▶ **EXERCISE INSTRUCTIONS**
[a] List the premium materials that the restaurant table lamp guide says can withstand daily commercial handling.
[b] According to the restaurant table lamp guide, what height is ideal for a table lamp?
[c] For each statement, say whether it agrees with the restaurant table lamp guide and quote the words that decide it.
(i) The guide recommends touch dimmers with 3 or 4 steps.
(ii) Budget plastic lamps can last about a year of daily restaurant handling.
(iii) Collecting all table lamps after last service takes staff about five minutes.

▶ **TEXT PASSAGE**
Dimming: Touch Dimmer Required
Brightness needs change through service. Early seating might be brighter; late evening should be dimmer and more intimate. A touch dimmer lets front-of-house staff adjust in seconds without tools or settings menus.
Look for 3-step or 4-step touch dimmers. Avoid lamps that require pressing and holding or cycling through modes — your staff will skip it when they're busy.
Height: Under 30cm for Sightlines
Table lamp height matters in restaurants because it affects conversation across the table. A lamp that is too tall blocks sightlines between diners. Under 30cm (12 inches) is ideal — visible enough to create ambiance, low enough to see your dining companion.
Durability: Daily Handling by Staff
Restaurant lamps get picked up, moved, placed on charging stations, and occasionally bumped — every single day. Budget plastic lamps will not survive a year of this. Premium materials (brass, aluminium, glass) withstand daily commercial handling and develop character rather than damage.
Charging Logistics: The Operational Reality
This is where most restaurant buyers under-plan. A beautiful lamp is worthless if charging creates a nightly headache.
The Charging Routine
The simplest workflow:
- After last service: Staff collects all table lamps (60 seconds with practice)

▶ **DATASET CONTENT**
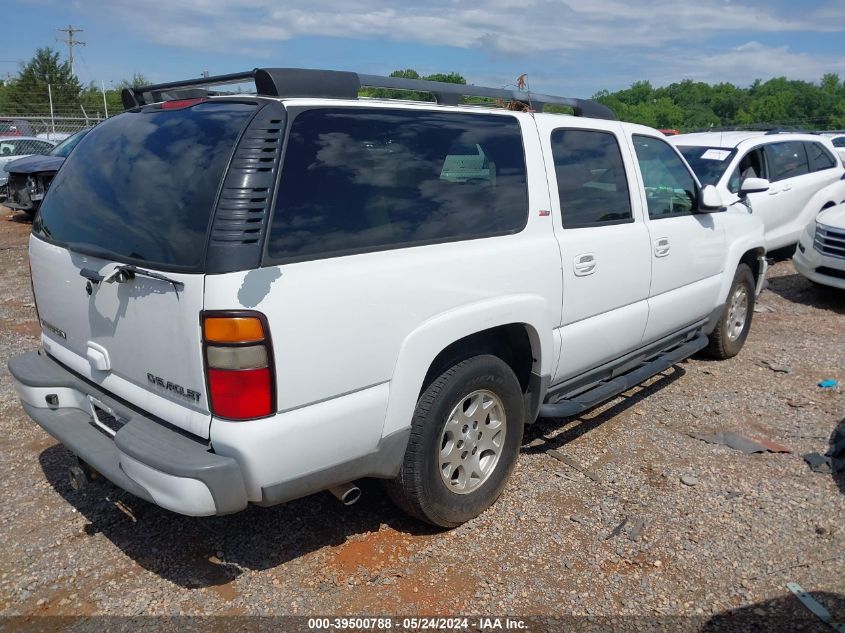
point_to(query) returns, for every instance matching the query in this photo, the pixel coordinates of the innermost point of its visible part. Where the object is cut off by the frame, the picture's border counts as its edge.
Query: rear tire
(465, 437)
(735, 321)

▶ **SOLUTIONS BELOW**
[a] Brass, aluminium, glass

[b] Under 30cm (12 inches).

[c]
(i) Yes: "Look for 3-step or 4-step touch dimmers."
(ii) No: "Budget plastic lamps will not survive a year of this."
(iii) No: "Staff collects all table lamps (60 seconds with practice)"